Directions for this task:
Duplicate the entries below word for word, from the line with "Hi there! Could you please locate the cobblestone" up to and including the line with "1124,823,1344,896".

Items from a data source:
- - - - - - -

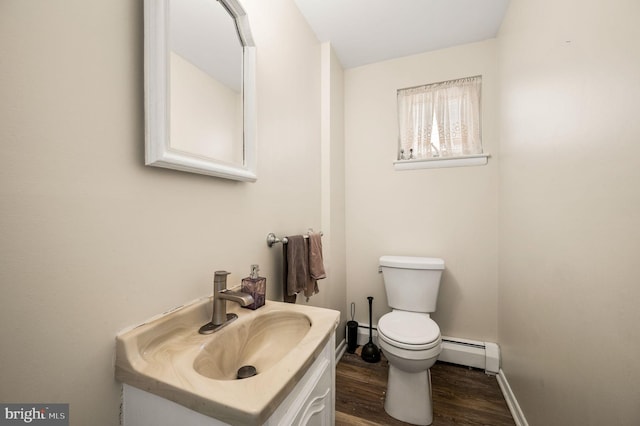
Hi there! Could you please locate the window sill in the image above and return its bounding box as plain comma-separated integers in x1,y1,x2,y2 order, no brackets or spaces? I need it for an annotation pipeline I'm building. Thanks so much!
393,154,491,170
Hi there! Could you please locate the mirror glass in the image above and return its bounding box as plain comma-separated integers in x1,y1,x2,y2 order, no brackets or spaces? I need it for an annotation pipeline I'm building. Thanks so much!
145,0,256,181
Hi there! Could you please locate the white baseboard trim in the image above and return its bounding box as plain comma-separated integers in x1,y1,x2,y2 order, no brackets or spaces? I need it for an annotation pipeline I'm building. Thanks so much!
497,368,529,426
336,339,347,364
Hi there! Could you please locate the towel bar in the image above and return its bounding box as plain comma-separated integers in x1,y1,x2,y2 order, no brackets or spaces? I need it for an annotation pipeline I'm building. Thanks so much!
267,230,323,247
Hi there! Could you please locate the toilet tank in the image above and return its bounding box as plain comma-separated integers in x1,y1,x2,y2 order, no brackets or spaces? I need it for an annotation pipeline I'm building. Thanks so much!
380,256,444,313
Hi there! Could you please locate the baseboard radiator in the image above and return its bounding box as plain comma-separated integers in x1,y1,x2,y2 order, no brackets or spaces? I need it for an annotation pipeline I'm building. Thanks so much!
438,336,500,374
346,324,500,374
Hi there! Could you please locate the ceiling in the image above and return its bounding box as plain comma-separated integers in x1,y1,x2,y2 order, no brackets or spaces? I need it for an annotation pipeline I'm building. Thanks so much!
295,0,509,68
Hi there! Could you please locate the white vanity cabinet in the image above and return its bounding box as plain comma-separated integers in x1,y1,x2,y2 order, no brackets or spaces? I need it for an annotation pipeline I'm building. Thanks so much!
122,332,336,426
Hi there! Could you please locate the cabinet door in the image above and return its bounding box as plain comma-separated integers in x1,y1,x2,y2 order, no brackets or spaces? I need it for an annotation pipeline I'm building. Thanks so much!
296,388,333,426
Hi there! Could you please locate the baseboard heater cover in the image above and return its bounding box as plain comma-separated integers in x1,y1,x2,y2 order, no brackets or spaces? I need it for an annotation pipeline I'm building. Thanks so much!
438,336,500,374
346,324,500,374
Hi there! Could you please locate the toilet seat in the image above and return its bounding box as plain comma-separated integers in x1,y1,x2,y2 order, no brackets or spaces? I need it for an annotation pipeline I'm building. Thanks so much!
378,311,441,351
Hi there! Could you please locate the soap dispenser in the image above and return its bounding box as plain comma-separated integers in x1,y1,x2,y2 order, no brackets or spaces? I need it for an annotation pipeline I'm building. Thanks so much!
241,265,267,309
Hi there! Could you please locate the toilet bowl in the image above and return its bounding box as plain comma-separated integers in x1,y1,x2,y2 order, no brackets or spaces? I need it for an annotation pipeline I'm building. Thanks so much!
378,310,442,425
378,256,444,425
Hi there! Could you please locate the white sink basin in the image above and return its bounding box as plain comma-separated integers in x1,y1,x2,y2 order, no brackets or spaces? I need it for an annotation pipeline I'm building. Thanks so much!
116,298,340,425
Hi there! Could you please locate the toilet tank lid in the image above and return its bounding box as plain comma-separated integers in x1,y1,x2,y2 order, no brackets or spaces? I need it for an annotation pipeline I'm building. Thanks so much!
380,256,444,269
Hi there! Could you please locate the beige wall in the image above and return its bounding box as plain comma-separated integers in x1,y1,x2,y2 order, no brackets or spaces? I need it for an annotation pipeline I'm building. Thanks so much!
498,0,640,426
0,0,346,425
345,40,498,341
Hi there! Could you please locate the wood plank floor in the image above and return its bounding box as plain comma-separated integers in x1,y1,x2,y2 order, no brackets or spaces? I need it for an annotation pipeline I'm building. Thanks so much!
336,353,515,426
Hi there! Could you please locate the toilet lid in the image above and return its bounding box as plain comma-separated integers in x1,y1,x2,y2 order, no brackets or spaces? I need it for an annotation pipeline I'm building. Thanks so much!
378,311,440,346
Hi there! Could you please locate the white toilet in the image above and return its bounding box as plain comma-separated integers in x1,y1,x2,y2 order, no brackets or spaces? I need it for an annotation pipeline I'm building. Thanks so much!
378,256,444,425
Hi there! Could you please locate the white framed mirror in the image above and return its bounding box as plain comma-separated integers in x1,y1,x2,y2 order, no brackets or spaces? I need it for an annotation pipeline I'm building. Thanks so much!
144,0,257,182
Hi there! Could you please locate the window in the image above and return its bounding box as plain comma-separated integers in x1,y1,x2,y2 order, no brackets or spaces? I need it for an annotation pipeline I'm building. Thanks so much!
394,76,488,170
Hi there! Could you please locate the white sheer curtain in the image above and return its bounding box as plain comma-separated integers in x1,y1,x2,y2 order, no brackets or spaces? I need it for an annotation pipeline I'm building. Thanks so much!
398,76,482,160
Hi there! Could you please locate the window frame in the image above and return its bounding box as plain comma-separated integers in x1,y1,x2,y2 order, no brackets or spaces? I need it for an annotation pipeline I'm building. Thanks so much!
393,75,490,170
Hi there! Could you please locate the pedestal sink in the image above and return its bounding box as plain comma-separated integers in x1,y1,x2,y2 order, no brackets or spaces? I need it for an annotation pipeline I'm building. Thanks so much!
115,298,340,425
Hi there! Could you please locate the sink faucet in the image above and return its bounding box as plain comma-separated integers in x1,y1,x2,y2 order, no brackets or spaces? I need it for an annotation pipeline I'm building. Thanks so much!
198,271,253,334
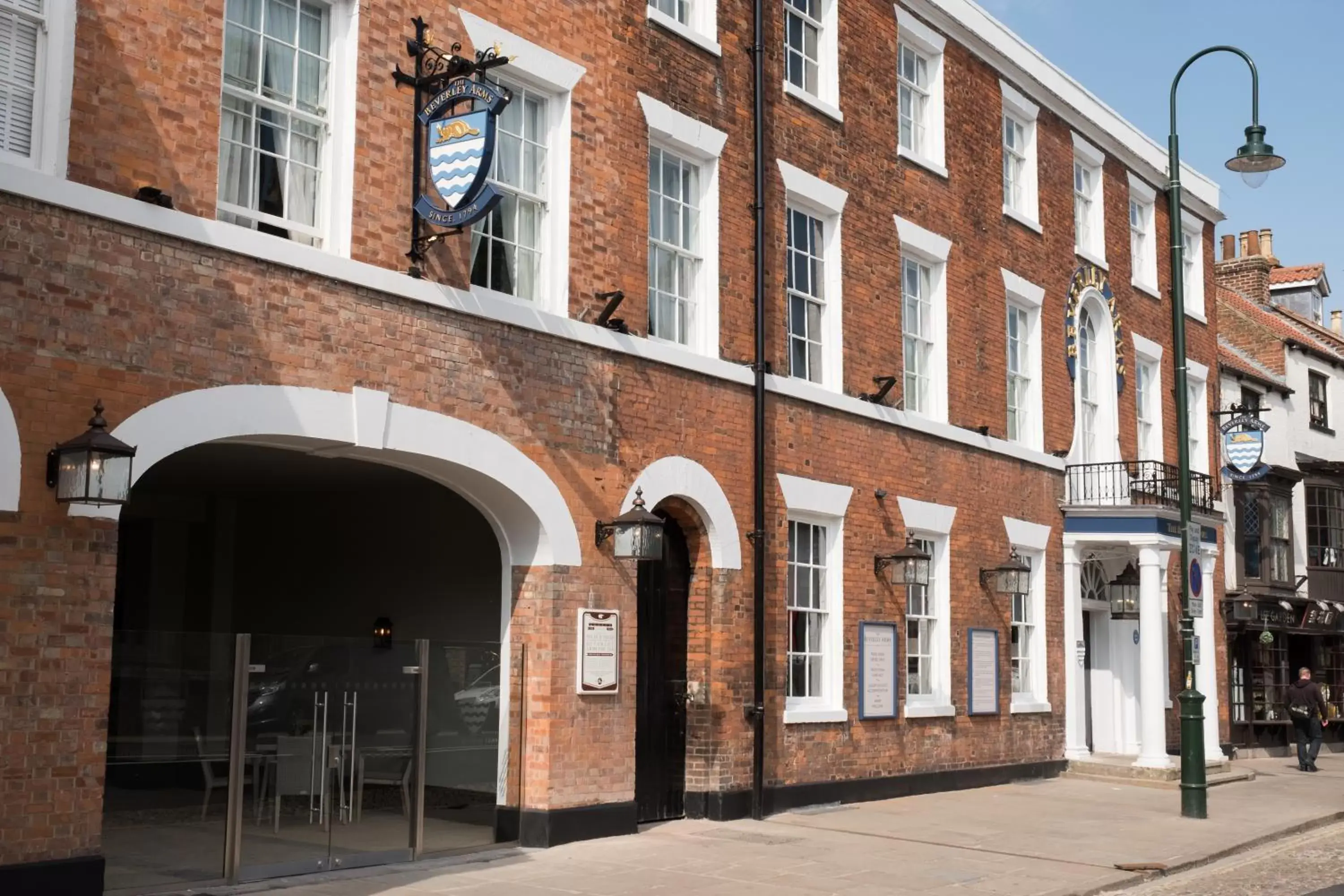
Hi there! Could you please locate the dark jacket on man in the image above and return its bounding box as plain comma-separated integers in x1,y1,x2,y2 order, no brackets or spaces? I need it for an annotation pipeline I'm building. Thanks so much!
1288,678,1325,719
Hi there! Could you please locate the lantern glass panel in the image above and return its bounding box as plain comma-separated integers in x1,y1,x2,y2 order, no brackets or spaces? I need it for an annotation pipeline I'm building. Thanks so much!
891,557,929,586
89,451,130,504
999,569,1031,594
56,451,89,501
613,522,663,560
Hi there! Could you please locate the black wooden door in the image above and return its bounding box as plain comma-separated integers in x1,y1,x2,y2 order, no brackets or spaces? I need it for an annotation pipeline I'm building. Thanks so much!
634,520,691,822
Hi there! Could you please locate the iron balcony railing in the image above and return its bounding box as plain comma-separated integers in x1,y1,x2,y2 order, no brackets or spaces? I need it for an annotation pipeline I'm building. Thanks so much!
1064,461,1214,513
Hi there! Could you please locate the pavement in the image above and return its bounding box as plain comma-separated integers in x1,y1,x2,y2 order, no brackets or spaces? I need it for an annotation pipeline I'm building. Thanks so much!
1125,825,1344,896
187,755,1344,896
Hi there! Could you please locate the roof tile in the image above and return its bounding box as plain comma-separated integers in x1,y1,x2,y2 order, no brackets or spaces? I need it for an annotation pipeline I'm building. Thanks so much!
1269,263,1325,285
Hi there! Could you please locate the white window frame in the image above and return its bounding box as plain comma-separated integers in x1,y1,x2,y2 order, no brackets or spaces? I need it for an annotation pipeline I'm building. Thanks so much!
894,215,952,423
458,9,581,317
1125,172,1161,298
1180,208,1208,324
1073,132,1106,269
896,497,957,719
775,473,853,724
645,0,723,56
637,92,728,358
999,81,1042,234
892,4,948,177
215,0,359,258
1004,516,1052,715
1130,331,1165,462
777,159,849,392
1185,358,1208,473
999,267,1046,451
778,0,844,121
0,0,77,177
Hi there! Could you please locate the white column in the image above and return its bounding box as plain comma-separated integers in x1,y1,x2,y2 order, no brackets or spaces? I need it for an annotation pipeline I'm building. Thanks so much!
1134,547,1172,768
1195,555,1226,762
1157,551,1176,706
1064,545,1091,759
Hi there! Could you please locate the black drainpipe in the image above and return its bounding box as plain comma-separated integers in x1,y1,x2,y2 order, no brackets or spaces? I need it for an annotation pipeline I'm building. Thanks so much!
747,0,766,819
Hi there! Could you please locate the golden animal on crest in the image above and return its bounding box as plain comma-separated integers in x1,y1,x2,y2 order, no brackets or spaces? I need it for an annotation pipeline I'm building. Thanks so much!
438,120,481,140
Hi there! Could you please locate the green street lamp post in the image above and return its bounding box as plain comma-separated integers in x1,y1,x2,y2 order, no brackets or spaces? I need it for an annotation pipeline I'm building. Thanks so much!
1167,46,1284,818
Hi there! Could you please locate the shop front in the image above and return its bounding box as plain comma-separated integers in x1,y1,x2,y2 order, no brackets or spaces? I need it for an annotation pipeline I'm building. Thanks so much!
1226,596,1344,755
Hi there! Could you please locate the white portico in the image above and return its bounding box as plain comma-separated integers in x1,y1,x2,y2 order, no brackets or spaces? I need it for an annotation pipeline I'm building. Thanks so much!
1063,266,1222,770
1064,521,1222,768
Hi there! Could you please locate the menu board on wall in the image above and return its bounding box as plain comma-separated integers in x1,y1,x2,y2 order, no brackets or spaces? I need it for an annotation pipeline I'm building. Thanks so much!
859,622,899,719
966,629,999,716
578,610,621,693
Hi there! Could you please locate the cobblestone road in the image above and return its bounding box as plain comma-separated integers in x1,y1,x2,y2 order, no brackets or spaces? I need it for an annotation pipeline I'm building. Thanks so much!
1124,823,1344,896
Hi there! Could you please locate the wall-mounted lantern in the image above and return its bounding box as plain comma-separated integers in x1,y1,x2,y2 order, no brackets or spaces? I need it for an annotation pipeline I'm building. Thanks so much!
872,533,933,587
597,487,663,560
980,548,1031,595
1110,560,1138,619
47,399,136,505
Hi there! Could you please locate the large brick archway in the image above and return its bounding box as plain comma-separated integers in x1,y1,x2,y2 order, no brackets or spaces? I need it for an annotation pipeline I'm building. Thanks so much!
71,386,582,567
0,391,20,512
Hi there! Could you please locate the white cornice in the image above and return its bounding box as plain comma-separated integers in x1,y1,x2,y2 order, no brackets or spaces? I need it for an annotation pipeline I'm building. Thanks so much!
903,0,1224,222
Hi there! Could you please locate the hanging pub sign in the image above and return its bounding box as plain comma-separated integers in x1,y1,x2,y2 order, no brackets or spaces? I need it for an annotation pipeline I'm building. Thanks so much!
392,17,512,277
1218,414,1269,482
415,78,509,227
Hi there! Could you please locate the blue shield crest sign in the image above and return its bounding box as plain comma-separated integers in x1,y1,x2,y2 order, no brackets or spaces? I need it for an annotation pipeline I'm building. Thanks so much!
415,78,509,228
1223,430,1265,473
429,112,495,208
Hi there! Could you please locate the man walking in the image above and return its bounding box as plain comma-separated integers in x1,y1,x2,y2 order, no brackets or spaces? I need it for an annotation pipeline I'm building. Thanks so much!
1288,666,1329,771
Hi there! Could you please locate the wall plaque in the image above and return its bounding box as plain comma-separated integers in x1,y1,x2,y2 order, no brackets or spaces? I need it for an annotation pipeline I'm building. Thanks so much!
859,622,900,719
966,629,999,716
578,610,621,693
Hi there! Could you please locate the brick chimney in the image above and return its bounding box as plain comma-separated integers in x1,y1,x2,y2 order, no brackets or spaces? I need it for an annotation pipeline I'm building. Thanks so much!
1261,227,1282,267
1214,230,1278,305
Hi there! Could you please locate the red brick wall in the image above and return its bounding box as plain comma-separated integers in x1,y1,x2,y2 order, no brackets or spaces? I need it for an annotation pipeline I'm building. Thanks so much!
0,0,1216,862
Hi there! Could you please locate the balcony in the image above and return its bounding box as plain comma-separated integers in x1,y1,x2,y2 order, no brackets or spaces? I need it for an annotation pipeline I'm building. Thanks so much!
1064,461,1214,513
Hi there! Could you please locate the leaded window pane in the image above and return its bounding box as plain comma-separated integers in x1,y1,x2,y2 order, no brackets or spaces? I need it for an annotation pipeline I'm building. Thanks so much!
784,0,837,97
906,540,939,697
900,258,934,414
785,520,829,698
218,0,331,245
785,208,827,383
472,86,551,301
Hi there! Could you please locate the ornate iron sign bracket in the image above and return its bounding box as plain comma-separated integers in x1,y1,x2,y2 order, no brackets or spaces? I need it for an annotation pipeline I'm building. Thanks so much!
392,16,511,278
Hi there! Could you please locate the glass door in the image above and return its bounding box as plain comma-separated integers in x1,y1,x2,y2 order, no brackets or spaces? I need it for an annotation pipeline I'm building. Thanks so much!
238,635,419,880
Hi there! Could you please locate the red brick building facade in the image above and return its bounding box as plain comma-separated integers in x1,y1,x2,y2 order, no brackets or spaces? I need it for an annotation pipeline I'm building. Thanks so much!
0,0,1226,892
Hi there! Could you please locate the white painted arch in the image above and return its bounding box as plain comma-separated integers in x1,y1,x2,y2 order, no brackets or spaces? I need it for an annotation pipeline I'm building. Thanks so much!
621,455,742,569
0,390,23,510
68,386,582,565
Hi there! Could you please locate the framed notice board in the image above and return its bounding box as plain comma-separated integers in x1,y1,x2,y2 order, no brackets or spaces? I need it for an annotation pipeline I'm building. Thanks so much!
859,622,900,719
966,629,999,716
577,610,621,693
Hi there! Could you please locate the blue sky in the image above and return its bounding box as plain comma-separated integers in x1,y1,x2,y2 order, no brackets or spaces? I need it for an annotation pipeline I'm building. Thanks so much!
978,0,1344,308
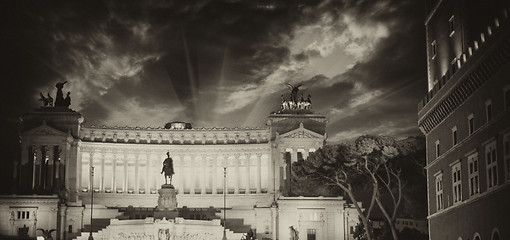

- - - - - - -

Exercise response:
Hi there! Could you please locate the cobblestone road in the image above and return its bounding box as plain comma-separated integers in x1,y1,x2,y2 order, no brackets or spaces? I need it for an annotation pipeline I'm building. Thanks so much!
1124,823,1344,896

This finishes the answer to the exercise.